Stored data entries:
· · · · ·

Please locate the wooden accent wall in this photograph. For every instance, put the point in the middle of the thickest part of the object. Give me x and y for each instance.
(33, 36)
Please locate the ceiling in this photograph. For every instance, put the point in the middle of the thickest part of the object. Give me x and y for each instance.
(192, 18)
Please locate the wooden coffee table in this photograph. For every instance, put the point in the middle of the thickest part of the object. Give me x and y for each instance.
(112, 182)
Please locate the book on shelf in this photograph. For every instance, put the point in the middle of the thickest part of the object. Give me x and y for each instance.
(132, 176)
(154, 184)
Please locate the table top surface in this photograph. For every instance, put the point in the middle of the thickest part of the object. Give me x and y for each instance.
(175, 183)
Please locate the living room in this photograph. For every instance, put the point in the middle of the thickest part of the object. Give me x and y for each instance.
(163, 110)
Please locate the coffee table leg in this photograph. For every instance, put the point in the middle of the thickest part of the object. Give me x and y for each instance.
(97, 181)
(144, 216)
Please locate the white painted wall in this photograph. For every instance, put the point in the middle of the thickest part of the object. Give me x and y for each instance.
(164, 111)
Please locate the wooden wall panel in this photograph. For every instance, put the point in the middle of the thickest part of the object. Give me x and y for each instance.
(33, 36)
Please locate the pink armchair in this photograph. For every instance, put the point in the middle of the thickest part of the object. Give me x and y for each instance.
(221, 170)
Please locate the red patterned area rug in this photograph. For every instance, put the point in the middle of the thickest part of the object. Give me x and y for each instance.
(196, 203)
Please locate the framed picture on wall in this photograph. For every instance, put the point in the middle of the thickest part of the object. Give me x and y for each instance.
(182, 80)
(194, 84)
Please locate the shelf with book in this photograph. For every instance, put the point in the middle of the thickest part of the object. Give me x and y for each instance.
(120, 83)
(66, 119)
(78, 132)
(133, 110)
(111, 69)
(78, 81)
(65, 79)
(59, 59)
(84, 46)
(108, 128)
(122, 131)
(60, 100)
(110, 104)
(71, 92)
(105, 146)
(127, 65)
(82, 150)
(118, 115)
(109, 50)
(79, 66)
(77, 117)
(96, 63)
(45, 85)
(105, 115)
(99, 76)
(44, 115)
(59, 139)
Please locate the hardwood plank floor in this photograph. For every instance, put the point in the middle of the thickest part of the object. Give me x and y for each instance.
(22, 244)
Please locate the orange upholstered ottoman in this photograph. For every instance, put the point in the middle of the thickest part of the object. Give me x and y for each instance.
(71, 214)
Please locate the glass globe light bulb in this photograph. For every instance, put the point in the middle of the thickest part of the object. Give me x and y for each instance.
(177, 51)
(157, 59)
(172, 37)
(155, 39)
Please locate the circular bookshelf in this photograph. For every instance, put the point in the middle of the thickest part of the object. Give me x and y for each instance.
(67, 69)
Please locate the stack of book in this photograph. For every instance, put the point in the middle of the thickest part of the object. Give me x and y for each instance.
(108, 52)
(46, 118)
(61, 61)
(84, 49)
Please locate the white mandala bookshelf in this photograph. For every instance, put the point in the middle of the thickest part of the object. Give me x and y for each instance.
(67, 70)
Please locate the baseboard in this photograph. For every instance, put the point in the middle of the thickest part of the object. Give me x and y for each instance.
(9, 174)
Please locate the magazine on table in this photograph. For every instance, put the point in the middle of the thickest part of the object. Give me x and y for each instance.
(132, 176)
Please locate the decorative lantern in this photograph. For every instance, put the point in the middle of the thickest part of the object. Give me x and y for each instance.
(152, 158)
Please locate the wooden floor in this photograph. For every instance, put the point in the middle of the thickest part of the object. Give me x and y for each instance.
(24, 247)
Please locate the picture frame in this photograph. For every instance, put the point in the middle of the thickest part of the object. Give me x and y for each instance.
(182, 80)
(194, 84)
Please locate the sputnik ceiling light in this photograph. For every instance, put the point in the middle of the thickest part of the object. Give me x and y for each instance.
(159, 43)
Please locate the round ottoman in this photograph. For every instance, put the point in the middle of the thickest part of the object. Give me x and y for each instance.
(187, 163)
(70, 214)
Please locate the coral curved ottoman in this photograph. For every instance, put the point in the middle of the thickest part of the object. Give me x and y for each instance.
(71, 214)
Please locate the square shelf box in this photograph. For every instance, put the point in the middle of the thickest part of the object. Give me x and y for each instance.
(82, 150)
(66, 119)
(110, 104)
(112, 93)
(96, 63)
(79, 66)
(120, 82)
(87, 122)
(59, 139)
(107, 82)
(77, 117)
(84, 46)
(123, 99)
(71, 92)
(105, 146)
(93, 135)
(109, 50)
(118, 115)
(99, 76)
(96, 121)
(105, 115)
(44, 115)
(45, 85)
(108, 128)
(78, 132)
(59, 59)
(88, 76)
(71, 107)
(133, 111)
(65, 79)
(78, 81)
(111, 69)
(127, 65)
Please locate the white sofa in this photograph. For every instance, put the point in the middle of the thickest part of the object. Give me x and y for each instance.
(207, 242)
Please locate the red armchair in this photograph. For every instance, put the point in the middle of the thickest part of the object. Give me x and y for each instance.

· · · · ·

> **Exercise brief**:
The records above need to be written out again. Keep them exact.

> **Exercise output**:
Please locate the wooden accent wall in this photograph. For every instance, put the point in the middle of the thickest part of the object. Give me x and y for each instance.
(33, 36)
Please locate the ceiling in this photograph. For every instance, put the point in the middle of the thickest part of the object. Give me x and y for each instance.
(192, 18)
Please locate the wooden coffee table in this photograph. For every instance, put the point in the middle of the thickest part of the object. Give me x and y for each instance.
(112, 182)
Please locate the book on shelf in this photograph. For every instance, put the point in the middle of the thickest part of the object. Give me x and y for each instance.
(132, 176)
(154, 184)
Please locate the table top surface in this photograph. For every instance, put the point in the middle of the thickest part of the object. Give me x and y for each instance.
(175, 183)
Please locate the living room in this photograph. For every instance, put the point in the middle of the thickest part of the object. Give me x and y for each instance.
(163, 110)
Please locate the coffee table leg in this photograph. For every instance, put the point in the middle of the thickest part of the object. Give me x and y for each instance.
(97, 181)
(144, 216)
Please locate the white painted wall in this photograph. For every instance, put the point in the middle of the thickest part of the object. Give me x and y for each instance.
(164, 111)
Please locate the wooden wall panel in this photograph. For every instance, put the point in the middle of the thickest part of the object. Give me x and y for each instance.
(33, 36)
Please locate the pink armchair in this photograph. For every instance, put the point in the middle of the thickest part of the object. Give me x and y for each instance.
(221, 170)
Please locate the red patterned area rug in this photograph. For every instance, put the point in the middle of the thickest part of the object. Give me x and y for each instance.
(196, 203)
Please locate the framed picture on wall in this photograph. For every instance, put the point in the middle of the thickest part of the object. Give me x and y for each instance.
(182, 80)
(194, 84)
Please locate the shelf with book in this photograph. For every instance, put the point in the middle of the thickest part of the object. Give me x and y for each instance.
(120, 83)
(66, 119)
(78, 132)
(133, 110)
(111, 69)
(78, 81)
(65, 79)
(59, 59)
(84, 46)
(108, 128)
(122, 131)
(60, 100)
(110, 104)
(71, 92)
(105, 146)
(127, 65)
(82, 150)
(118, 115)
(109, 50)
(79, 66)
(77, 117)
(96, 63)
(45, 85)
(105, 115)
(99, 76)
(44, 115)
(59, 139)
Please locate the hardwood plank floor in this photograph. For every instance, put the point in the middle of the thickest part of the object. Give me x and y for each instance.
(22, 244)
Please locate the orange upholstered ottoman in this photograph. For every instance, put the point in the middle of the thickest part of the object. Give me x and y for each instance.
(71, 214)
Please locate the glass globe light bulb in this photograph. For every instance, put the point in the middle of the thickest part of the object. Give me x and y for each instance.
(177, 51)
(157, 59)
(172, 37)
(155, 39)
Please locate the circular bookshelf in this photograph. For every instance, put the point in the middle of the thickest part of the object. Give me x and y for each instance.
(67, 69)
Please locate the stack of book in this photograph. For every instance, put the point in the middle of the thickest part of the object. Give me x and y for each instance.
(108, 52)
(46, 118)
(61, 61)
(84, 49)
Please locate the white mandala bookshelf in this photograph. For every instance, put the point in the middle of the thickest part of the object. Give me x and y for each instance.
(67, 70)
Please locate the baseboard in this photograph. For every instance, put the point in the middle of the thickest part of the object. Give me x and y for each instance.
(9, 174)
Please locate the magazine on table in this photograph. For every instance, put the point in the middle of the thickest part of the object. Give me x and y for each instance.
(132, 176)
Please locate the decorative lantern in this photograph. For every instance, put the point in the middle of the thickest part of the object. Give me x and y for each instance.
(152, 158)
Please locate the wooden floor in this photograph. For every instance, put the point in the middle of the thickest part of the object. Give me x and y for each instance.
(24, 247)
Please locate the picture frame in this photograph. For every instance, put the point in the middle of the thickest part of the object. Give me x and y for each instance.
(182, 80)
(194, 84)
Please locate the sputnik ceiling light in this photograph. For every instance, put the point in the middle of the thickest part of the object. Give me x and y for each instance.
(159, 43)
Please locate the round ottoman in this photograph. For every instance, put the point in the middle of the thickest part of the object. Give me x and y for each instance.
(187, 163)
(70, 214)
Please locate the coral curved ottoman in this photograph. For every instance, put the point in the middle of the thickest part of the object. Give me x and y for each instance.
(71, 214)
Please locate the square shelf box in this photograph. For every instance, put the point in the middle of the thickest part of the object. Give me x and y for each instance.
(82, 150)
(66, 119)
(110, 104)
(112, 93)
(96, 63)
(79, 66)
(120, 82)
(87, 122)
(59, 139)
(107, 82)
(77, 117)
(84, 46)
(123, 99)
(71, 92)
(105, 146)
(93, 135)
(109, 50)
(118, 115)
(99, 76)
(96, 121)
(105, 115)
(44, 115)
(45, 85)
(108, 128)
(78, 132)
(59, 59)
(88, 76)
(71, 107)
(133, 111)
(65, 79)
(78, 81)
(111, 69)
(127, 65)
Please locate the white sofa in this photograph. For every instance, put the point in the middle of the thickest part of the object. Give me x and y for each instance.
(207, 242)
Please locate the red armchair in this photograph. For every instance, put the point in the middle of the thickest part of the object. Give me x and y for each instance.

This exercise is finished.